■ Items listed in a dataset
------
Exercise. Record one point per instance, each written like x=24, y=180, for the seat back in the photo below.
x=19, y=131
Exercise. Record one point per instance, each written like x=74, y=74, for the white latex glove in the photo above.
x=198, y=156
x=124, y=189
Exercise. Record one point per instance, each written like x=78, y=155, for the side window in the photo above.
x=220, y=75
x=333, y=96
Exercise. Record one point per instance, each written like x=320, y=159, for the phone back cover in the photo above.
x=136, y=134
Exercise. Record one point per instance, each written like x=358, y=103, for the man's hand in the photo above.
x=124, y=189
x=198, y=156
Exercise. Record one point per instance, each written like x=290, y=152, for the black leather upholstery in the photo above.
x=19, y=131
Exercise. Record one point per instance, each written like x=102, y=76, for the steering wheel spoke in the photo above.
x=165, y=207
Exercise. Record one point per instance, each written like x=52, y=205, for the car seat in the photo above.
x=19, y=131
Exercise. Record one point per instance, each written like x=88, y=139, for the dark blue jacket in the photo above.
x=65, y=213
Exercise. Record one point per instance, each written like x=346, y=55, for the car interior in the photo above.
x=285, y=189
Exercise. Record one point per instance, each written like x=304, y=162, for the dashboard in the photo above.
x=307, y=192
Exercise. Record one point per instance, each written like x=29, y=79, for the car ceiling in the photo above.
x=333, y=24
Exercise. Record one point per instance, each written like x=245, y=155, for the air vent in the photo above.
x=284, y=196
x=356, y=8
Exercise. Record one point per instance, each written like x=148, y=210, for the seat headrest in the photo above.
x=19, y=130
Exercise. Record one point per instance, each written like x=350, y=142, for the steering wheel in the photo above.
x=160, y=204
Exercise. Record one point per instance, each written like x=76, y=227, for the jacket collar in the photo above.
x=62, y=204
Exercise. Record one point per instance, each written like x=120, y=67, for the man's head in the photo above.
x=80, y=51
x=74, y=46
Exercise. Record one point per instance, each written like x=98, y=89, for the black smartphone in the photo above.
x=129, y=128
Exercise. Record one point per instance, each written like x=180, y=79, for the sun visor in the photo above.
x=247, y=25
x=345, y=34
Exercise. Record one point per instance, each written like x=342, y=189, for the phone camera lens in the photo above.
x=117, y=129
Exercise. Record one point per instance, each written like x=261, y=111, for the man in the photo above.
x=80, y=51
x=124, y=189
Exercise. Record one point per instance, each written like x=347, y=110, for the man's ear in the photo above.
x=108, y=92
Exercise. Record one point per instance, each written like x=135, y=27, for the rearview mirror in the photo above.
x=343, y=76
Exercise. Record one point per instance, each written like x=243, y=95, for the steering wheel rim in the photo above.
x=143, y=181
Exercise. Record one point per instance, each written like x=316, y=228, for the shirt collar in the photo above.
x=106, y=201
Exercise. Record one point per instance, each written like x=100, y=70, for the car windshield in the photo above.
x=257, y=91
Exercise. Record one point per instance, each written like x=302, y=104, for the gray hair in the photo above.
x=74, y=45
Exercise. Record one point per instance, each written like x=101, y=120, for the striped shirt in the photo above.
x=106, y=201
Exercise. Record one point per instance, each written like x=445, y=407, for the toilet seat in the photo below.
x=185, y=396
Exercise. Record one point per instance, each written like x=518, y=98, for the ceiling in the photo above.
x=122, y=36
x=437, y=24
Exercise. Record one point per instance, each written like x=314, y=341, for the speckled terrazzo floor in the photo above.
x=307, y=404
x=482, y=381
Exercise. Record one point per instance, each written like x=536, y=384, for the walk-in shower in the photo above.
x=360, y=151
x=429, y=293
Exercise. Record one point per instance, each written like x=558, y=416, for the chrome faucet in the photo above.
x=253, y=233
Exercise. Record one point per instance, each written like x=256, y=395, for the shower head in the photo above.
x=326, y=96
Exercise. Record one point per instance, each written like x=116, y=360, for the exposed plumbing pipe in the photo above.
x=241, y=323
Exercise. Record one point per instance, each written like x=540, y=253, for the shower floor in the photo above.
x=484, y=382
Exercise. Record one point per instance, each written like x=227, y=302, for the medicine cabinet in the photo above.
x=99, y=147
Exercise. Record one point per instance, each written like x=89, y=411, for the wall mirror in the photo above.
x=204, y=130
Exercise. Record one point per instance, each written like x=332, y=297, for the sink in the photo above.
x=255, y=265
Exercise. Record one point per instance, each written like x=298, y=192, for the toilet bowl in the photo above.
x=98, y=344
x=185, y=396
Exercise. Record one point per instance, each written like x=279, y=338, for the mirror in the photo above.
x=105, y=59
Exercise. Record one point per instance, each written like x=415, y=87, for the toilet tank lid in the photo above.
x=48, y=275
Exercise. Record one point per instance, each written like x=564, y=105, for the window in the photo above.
------
■ Exercise
Copy the data above in full, exactly as it reads.

■ Exercise output
Exercise. Record one point per instance, each written like x=24, y=180, for the seat back in the photo below.
x=19, y=131
Exercise. Record one point per instance, each written like x=74, y=74, for the white latex glove in the photo above.
x=198, y=156
x=124, y=189
Exercise. Record one point per instance, each written like x=78, y=155, for the side window in the photo above.
x=220, y=75
x=333, y=96
Exercise. Record one point per instance, each written like x=320, y=159, for the phone back cover in the photo above.
x=136, y=134
Exercise. Record one point per instance, each written like x=358, y=103, for the man's hand in the photo above.
x=124, y=189
x=198, y=156
Exercise. Record one point per instance, each written like x=290, y=152, for the black leather upholstery in the photo above.
x=19, y=131
Exercise. Record one point per instance, each written like x=102, y=76, for the steering wheel spoke in the photo above.
x=165, y=207
Exercise. Record one point per instance, each written like x=52, y=205, for the car seat in the photo above.
x=19, y=131
Exercise. Record one point per instance, each written like x=88, y=139, for the dark blue jacket in the photo above.
x=65, y=213
Exercise. Record one point per instance, each written like x=346, y=55, for the car interior in the photo above.
x=285, y=189
Exercise. Record one point per instance, each written like x=304, y=162, for the dashboard in the photo above.
x=307, y=192
Exercise. Record one point per instance, each written like x=29, y=79, for the car ceiling in the photo above.
x=333, y=24
Exercise. Record one point per instance, each written like x=245, y=155, for the air vent in the photo above.
x=284, y=196
x=356, y=8
Exercise. Record one point per instance, each written like x=148, y=210, for the seat headrest in the photo above.
x=19, y=130
Exercise. Record one point per instance, each written like x=350, y=142, for the steering wheel in the photo above.
x=160, y=204
Exercise. Record one point per instance, each written like x=76, y=227, for the jacket collar in the photo above.
x=62, y=204
Exercise. Record one point per instance, each written like x=120, y=67, for the man's head in the photo above.
x=80, y=51
x=74, y=46
Exercise. Record one point per instance, each written like x=98, y=89, for the black smartphone in the photo above.
x=129, y=128
Exercise. Record one point per instance, each written like x=180, y=79, for the sun visor in the photo above.
x=247, y=25
x=345, y=34
Exercise. Record one point per instance, each written like x=342, y=189, for the phone camera lens in the photo above.
x=117, y=129
Exercise. Record one point per instance, each written like x=261, y=111, for the man in the photo above.
x=80, y=51
x=124, y=189
Exercise. Record one point per instance, each written like x=347, y=110, for the man's ear in the photo above.
x=108, y=92
Exercise. Record one point per instance, each written like x=135, y=27, for the rearview mirror in the photo above.
x=343, y=76
Exercise. Record one point per instance, each written like x=243, y=95, for the steering wheel rim in the photo above.
x=143, y=181
Exercise. Record one point per instance, each written like x=316, y=228, for the shirt collar in the photo above.
x=106, y=201
Exercise. Record one point per instance, each written like x=100, y=70, for the car windshield in the photo above.
x=257, y=91
Exercise. Record one point per instance, each written like x=302, y=104, for the gray hair in the photo above.
x=74, y=45
Exercise. Record one point per instance, each written like x=101, y=120, for the striped shirt in the photo above.
x=106, y=201
Exercise. Record one point per instance, each written like x=445, y=407, for the toilet seat in the photo below.
x=185, y=396
Exercise. Record one point per instance, each written like x=518, y=98, for the ceiling in the photo above.
x=122, y=36
x=437, y=24
Exercise. Record one point per instance, each written like x=314, y=341, for the speckled terrazzo floor in the photo above.
x=307, y=404
x=482, y=381
Exercise. Record one point per instance, each written like x=536, y=384, for the walk-in shower in the photo above.
x=360, y=151
x=429, y=293
Exercise. Record one point per instance, each written like x=558, y=416, for the chrome faucet in the photo above.
x=253, y=233
Exercise. Record one point per instance, each written like x=256, y=395, for the shower head in the photo above.
x=326, y=96
Exercise. Record one point per instance, each written like x=116, y=360, for the exposed plumbing pipe in the photo above.
x=241, y=323
Exercise. Record one point per instance, each written like x=540, y=253, for the shower floor in the photo above.
x=484, y=382
Exercise. Record one point per instance, each written like x=227, y=302, for the medicine cabinet in the photo above.
x=99, y=147
Exercise. Record one point per instance, each written like x=89, y=411, for the wall mirror in the photo above.
x=204, y=130
Exercise. Record one point per instance, each written like x=332, y=297, for the sink in the photo above.
x=255, y=265
Exercise. Record one point per instance, each written like x=298, y=192, for the toilet bowl in the photo above.
x=98, y=344
x=185, y=396
Exercise. Record one point per instance, each written like x=279, y=338, for the mirror in the photo above.
x=105, y=59
Exercise. Record one point per instance, each written like x=415, y=87, for the toilet tank lid in the photo above.
x=48, y=275
Exercise. Record one point per instance, each written like x=564, y=105, for the window in the photo above.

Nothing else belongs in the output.